## EXERCISE DETAILS
Every line from the one with "TARGET = foreground vegetation" through the end of the material should be written out character for character. Lines before it are excluded.

## EXERCISE DATA

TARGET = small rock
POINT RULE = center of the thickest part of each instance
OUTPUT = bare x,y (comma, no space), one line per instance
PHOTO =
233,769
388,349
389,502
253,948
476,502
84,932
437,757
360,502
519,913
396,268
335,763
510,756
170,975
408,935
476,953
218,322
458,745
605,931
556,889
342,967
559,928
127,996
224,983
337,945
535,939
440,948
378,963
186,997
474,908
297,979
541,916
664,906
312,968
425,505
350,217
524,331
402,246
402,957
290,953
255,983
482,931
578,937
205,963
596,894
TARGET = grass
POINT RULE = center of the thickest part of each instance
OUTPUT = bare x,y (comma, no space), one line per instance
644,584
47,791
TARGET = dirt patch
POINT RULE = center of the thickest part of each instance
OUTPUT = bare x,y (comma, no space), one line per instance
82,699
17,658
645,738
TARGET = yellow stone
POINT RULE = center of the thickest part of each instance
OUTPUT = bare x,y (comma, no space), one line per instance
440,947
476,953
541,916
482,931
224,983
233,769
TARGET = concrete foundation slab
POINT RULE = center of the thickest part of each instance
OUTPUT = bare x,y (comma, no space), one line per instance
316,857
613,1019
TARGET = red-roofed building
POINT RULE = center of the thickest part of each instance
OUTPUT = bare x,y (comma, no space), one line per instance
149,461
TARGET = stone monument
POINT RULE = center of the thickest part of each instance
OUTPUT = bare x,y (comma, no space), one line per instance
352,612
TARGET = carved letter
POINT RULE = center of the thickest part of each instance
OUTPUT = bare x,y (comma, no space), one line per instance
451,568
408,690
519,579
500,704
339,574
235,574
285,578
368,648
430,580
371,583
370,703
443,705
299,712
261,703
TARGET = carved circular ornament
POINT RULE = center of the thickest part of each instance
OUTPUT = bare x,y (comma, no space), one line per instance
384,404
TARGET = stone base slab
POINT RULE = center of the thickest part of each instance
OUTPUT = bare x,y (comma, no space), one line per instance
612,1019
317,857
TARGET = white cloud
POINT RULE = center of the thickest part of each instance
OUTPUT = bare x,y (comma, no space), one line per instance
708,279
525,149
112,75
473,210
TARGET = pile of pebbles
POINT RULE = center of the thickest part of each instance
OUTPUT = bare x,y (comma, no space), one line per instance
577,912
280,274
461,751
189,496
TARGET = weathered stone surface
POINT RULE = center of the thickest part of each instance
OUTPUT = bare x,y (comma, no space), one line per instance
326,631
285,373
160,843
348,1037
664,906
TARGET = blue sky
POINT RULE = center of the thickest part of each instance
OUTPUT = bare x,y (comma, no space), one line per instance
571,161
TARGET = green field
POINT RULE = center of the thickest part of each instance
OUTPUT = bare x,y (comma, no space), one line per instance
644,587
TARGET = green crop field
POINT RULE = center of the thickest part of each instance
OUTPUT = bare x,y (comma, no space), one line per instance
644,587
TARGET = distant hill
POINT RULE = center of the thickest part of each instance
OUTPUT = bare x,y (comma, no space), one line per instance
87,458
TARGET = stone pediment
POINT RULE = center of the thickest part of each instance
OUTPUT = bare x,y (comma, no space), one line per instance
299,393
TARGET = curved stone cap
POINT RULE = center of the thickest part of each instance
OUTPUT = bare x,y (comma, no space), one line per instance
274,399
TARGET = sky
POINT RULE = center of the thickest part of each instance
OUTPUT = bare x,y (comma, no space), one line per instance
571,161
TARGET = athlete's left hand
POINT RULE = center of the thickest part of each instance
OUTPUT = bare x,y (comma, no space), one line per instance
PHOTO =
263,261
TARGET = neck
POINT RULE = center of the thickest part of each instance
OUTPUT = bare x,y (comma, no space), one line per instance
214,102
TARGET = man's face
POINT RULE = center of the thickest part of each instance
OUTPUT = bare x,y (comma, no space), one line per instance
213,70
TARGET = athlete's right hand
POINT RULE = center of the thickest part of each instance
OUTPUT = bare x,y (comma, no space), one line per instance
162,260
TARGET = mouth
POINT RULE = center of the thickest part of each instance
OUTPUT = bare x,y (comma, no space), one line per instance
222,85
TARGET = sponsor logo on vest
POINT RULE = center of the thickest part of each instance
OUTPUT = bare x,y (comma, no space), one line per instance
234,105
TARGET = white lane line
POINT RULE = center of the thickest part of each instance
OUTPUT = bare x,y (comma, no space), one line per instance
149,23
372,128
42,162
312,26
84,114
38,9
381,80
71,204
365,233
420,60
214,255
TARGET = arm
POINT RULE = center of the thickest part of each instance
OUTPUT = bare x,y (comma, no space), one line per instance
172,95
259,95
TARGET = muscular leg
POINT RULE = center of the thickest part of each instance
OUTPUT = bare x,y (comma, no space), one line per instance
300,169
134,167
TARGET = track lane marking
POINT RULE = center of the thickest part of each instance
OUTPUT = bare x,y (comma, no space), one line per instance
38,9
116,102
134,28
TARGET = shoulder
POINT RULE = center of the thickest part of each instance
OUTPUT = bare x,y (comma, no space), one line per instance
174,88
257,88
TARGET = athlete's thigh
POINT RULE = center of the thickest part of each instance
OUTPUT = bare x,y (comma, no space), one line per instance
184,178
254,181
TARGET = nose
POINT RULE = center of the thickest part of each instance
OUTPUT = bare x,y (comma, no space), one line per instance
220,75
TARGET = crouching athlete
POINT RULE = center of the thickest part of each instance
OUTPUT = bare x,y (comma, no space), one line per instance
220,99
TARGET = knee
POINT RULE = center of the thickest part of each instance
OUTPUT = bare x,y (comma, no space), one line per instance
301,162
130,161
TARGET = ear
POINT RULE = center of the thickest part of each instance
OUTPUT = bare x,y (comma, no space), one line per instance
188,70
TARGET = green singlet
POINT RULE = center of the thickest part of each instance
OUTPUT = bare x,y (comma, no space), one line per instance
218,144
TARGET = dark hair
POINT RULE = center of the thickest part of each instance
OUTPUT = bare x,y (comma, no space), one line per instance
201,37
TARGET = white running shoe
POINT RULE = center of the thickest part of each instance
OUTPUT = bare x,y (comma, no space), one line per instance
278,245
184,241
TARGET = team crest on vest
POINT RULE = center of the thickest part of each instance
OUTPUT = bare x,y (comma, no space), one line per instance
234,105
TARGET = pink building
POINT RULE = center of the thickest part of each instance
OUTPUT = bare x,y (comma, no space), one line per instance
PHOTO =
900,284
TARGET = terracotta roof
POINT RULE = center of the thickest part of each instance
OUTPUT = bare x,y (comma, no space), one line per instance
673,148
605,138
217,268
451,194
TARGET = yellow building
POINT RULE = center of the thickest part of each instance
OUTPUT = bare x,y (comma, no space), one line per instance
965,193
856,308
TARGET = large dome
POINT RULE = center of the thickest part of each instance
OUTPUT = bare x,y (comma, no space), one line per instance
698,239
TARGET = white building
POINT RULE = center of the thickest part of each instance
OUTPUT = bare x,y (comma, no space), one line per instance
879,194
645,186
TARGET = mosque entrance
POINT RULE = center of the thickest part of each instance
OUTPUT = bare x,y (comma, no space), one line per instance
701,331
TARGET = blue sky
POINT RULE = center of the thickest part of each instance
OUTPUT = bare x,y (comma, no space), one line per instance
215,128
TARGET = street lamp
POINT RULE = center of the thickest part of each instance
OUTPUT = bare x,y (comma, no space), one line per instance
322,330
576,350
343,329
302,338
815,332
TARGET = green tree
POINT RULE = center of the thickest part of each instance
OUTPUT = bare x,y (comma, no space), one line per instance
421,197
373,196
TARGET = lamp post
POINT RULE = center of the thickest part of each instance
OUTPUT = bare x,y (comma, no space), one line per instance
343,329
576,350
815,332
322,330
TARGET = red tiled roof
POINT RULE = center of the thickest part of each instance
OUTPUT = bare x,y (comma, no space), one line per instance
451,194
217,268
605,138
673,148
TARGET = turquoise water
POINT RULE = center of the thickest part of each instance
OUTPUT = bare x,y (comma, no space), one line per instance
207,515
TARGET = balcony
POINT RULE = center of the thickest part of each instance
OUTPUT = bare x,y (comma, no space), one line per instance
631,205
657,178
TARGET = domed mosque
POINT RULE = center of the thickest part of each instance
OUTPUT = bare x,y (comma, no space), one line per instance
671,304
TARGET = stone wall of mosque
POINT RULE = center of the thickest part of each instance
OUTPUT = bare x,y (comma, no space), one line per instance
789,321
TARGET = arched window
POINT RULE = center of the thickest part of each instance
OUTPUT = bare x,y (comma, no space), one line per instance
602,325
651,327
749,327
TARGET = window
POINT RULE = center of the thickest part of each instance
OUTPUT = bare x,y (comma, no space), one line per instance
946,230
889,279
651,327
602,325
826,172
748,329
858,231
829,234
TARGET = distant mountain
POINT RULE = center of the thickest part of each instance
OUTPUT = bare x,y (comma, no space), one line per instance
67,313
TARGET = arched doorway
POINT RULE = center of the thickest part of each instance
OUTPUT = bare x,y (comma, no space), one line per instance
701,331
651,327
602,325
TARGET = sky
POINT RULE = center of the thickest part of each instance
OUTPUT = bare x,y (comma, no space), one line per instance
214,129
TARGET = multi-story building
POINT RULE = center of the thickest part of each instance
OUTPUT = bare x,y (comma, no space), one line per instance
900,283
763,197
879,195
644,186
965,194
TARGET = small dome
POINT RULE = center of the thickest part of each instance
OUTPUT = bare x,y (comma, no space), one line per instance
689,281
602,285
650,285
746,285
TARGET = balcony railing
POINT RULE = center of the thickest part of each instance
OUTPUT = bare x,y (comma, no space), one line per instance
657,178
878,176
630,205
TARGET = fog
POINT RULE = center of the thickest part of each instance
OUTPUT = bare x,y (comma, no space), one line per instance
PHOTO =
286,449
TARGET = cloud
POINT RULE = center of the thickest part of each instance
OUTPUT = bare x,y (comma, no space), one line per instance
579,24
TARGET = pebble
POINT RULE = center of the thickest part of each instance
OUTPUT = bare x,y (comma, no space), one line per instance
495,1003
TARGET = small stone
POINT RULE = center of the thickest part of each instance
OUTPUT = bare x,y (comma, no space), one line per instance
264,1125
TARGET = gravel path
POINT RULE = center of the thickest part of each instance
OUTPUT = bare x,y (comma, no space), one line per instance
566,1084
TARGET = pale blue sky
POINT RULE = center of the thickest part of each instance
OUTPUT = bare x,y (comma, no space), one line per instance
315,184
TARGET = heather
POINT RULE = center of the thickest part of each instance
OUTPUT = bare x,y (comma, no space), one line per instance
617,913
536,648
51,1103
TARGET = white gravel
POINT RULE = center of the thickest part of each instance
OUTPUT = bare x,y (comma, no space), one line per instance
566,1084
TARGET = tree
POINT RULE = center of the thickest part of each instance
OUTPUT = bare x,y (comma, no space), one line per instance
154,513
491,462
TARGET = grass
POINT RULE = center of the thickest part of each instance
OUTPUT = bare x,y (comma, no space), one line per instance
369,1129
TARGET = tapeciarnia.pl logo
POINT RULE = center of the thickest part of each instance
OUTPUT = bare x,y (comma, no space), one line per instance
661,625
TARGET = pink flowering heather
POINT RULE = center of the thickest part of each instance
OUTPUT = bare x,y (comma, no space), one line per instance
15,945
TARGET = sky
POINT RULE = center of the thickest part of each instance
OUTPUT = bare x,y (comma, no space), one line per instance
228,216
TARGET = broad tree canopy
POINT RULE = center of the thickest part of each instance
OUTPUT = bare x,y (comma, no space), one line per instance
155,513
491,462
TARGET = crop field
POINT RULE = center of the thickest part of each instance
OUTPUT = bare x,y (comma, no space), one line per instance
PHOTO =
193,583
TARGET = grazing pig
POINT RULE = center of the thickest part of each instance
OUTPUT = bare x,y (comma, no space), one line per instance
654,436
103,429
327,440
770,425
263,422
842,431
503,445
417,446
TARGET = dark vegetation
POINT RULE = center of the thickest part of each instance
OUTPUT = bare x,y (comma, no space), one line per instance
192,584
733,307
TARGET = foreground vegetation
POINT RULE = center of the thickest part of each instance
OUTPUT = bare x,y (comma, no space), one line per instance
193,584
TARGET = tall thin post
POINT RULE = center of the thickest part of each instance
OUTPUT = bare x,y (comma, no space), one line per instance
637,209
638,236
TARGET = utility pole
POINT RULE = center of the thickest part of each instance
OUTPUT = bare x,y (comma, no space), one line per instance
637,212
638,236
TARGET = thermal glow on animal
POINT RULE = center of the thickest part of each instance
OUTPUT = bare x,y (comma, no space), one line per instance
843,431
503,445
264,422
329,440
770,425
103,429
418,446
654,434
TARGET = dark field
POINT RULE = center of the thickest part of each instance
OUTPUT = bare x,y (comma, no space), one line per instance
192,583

## TASK OUTPUT
TARGET = foreground vegetation
POINT RULE = center of the thickest part of each instance
OUTPUT = bare x,y (comma, no space), one line per instance
193,584
TARGET = tall thin post
POINT RULE = center of the thickest part of each instance
OUTPUT = bare x,y (comma, no space), one line per instance
637,209
638,236
TARGET = utility pole
POINT RULE = center of the thickest part of each instance
OUTPUT = bare x,y (comma, no space), one line per instance
637,212
638,236
TARGET = thermal glow on animal
POINT RULE = center of the thickest part of each instance
OUTPUT = bare x,y (comma, no space), one line per instance
843,431
503,445
264,422
329,440
770,425
103,429
418,446
654,434
TARGET = dark field
POINT RULE = center of the thickest part of each instance
OUTPUT = bare x,y (comma, no space), one line per instance
192,583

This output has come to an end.